━━━━━ VORGEGEBENER TEXT ━━━━━

MenuMENU

zurück

Nina Simones und Frank Sinatras „I Did It My Way” an der Oper Stuttgart

Sie tun’s auf ihre Art

Thomas Rothschild


„I Did It My Way“. Larissa Sirah Herden, Lars Eidinger. Foto: Matthias Baus

Warum setzen wir uns immer wieder mit dem Theater und der Oper auseinander? Weil die Bühnenkunst beansprucht, das künstlerisch zu verwandeln, was uns wesentlich angeht. Das kann komisch oder tragisch daherkommen – die intelligente Arbeit ist in künstlerischer Hinsicht immer erfolgreich, setzt kollektive Reflexion in Gang und kollidiert stets mit dem Geld, weil Gewinnstreben und Einsparungen destruktiv wirken. Thomas Rothschild hat sich in der Stuttgarter Oper „I Did It My Way” angesehen – ein Stück, das nicht von Nina Simone und Frank Sinatra verfasst wurde – und geht ins Grundsätzliche.

 

Die Saison hat begonnen. An der Stuttgarter Oper wurde sie mit einem Import von der Ruhrtriennale eröffnet, wo die Koproduktion „I Did It My Way“ über Nina Simone und Frank Sinatra bereits gezeigt worden war. Dieser aus dem Rahmen fallende Abend ist in mehrfacher Hinsicht bemerkenswert. Er bündelt in aller Deutlichkeit eine Reihe von Tendenzen, die das gegenwärtige Theater kennzeichnen.

━━━━━

» **WAS ZU TUN IST**:
1) Erkläre in einem bis drei Sätzen, warum man sich laut dem Text über „I Did It My Way“ an der Oper Stuttgart immer wieder mit Theater und Oper auseinandersetzt.
2) Schreibe den Text über „I Did It My Way“ an der Oper Stuttgart im Anschluss an seinen letzten Satz weiter.
Die anschließenden Zeilen sind eigenständiges Material und gehören nicht zum Text.

━━━━━ BEREITGESTELLTES MATERIAL ━━━━━

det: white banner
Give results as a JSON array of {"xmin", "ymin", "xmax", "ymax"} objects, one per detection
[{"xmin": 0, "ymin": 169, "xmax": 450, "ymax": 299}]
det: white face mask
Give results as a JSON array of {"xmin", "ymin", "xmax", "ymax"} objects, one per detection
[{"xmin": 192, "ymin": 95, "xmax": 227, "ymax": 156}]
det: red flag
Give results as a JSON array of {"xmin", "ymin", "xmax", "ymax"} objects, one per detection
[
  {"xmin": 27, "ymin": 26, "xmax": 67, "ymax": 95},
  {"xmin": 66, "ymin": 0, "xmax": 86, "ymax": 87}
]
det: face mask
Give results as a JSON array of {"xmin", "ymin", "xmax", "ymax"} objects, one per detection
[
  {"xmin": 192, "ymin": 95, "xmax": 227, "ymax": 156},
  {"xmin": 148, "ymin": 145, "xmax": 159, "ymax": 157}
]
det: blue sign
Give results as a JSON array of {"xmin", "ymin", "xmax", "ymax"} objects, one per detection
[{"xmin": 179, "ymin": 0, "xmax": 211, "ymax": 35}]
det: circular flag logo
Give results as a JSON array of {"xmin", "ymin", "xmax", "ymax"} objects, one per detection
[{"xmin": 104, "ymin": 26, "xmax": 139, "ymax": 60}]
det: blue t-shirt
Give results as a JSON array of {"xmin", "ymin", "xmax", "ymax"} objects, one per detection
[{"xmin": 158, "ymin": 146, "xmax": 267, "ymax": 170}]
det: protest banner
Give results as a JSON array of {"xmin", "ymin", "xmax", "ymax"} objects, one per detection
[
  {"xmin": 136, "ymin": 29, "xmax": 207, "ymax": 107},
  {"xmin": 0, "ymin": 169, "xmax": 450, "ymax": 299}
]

━━━━━

» **DIE ANTWORTEN**:
1) Man setzt sich immer wieder mit Theater und Oper auseinander, weil die Bühnenkunst den Anspruch erhebt, das, was uns wesentlich angeht, künstlerisch zu verwandeln.

2)
  1. Festivals werden zunehmend zu Stätten von Vorpremieren. In den USA finden sie oft in der Provinz statt, wo sie den letzten Schliff erhalten. In Europa schmücken sich die Wallfahrtsorte des Theaters mit ihnen. Der Ausnahmecharakter der Veranstaltungen westlich von Salzburg ist nur noch Legende, Vorwand für finanzielle Beteiligung von subventionierten Häusern und Anlass für Selbstdarstellung eines großenteils betuchten Publikums. Ein Übermaß an dramaturgischer Fantasie kann man den Festspielmanagern nicht attestieren. Eher muss man mutmaßen, dass sie, wie viele ahnungslose Kuratoren im gegenwärtigen Kulturbetrieb, ihre Entscheidungen auf der Grundlage von Hörensagen und nicht von Kenntnis und (Wieder)Entdeckungsfreude treffen. Sie programmieren wie der Filialleiter eines Supermarkts, der eilig ins Regal stellt, was im Feinkostladen nebenan erfolgreich verkauft wurde.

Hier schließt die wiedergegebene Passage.